» REQUIREMENTS:
Give back all the data exactly, line by line.
-- start DATASET EXTRACT --
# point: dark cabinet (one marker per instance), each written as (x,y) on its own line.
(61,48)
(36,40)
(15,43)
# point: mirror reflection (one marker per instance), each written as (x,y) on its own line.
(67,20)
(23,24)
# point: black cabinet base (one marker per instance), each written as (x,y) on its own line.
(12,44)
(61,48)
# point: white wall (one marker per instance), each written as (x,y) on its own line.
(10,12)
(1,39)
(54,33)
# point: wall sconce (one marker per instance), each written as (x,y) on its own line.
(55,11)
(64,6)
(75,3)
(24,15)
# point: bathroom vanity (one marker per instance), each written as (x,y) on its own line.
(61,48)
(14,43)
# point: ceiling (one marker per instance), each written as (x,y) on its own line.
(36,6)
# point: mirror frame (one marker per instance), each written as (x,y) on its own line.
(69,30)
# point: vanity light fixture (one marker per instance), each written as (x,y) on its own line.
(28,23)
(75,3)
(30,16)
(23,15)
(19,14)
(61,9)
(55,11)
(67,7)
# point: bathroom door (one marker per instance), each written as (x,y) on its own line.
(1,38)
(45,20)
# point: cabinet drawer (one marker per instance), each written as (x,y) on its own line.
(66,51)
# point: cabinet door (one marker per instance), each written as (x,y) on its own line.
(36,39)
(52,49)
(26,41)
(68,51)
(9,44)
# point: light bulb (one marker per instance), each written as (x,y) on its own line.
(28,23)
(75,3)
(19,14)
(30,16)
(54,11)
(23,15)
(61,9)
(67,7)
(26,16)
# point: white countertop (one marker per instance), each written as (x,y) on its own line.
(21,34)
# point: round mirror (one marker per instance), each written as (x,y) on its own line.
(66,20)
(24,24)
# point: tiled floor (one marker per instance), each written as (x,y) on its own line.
-- end DATASET EXTRACT --
» ANSWER TO THIS EXERCISE:
# point: dark cabinet (one marker per instance), each written as (x,y) on its own line.
(61,48)
(36,40)
(15,43)
# point: mirror reflection (one marker per instance), each written as (x,y) on its own line.
(67,20)
(23,24)
# point: black cabinet base (one marker per instance), each written as (x,y) on its own line.
(12,44)
(61,48)
# point: white wall (one marker per instance), each written as (x,y) on its own line.
(10,12)
(1,39)
(54,33)
# point: wall sconce (one marker per instance), each written as (x,y) on its own line.
(55,11)
(64,6)
(75,3)
(24,15)
# point: bathroom vanity (one marker per instance), each written as (x,y) on its own line.
(61,48)
(14,43)
# point: ceiling (one marker per instance), each written as (x,y) on its own line.
(36,6)
# point: mirror frame (one marker per instance), each written as (x,y) on its own line.
(69,30)
# point: vanity light fixture (one marker per instance), each written as (x,y) on its own line.
(28,23)
(75,3)
(30,16)
(23,15)
(19,14)
(61,9)
(55,11)
(67,7)
# point: bathroom door (one marker per instance), each written as (x,y) on its own line.
(1,38)
(45,20)
# point: cabinet drawer (one marker per instance), each written as (x,y) on its own line.
(66,51)
# point: cabinet door (one marker per instance), each written as (x,y) on its own line.
(36,39)
(52,49)
(26,41)
(68,51)
(9,44)
# point: light bulb (one marker per instance), each written as (x,y) on its own line.
(28,23)
(75,3)
(19,14)
(30,16)
(54,11)
(23,15)
(61,9)
(67,7)
(26,16)
# point: white countertop (one marker per instance), each written as (x,y) on its own line.
(21,34)
# point: round mirror (one marker per instance), each written as (x,y) on its own line.
(66,20)
(24,24)
# point: tiled floor (one marker per instance), each written as (x,y) on its own line.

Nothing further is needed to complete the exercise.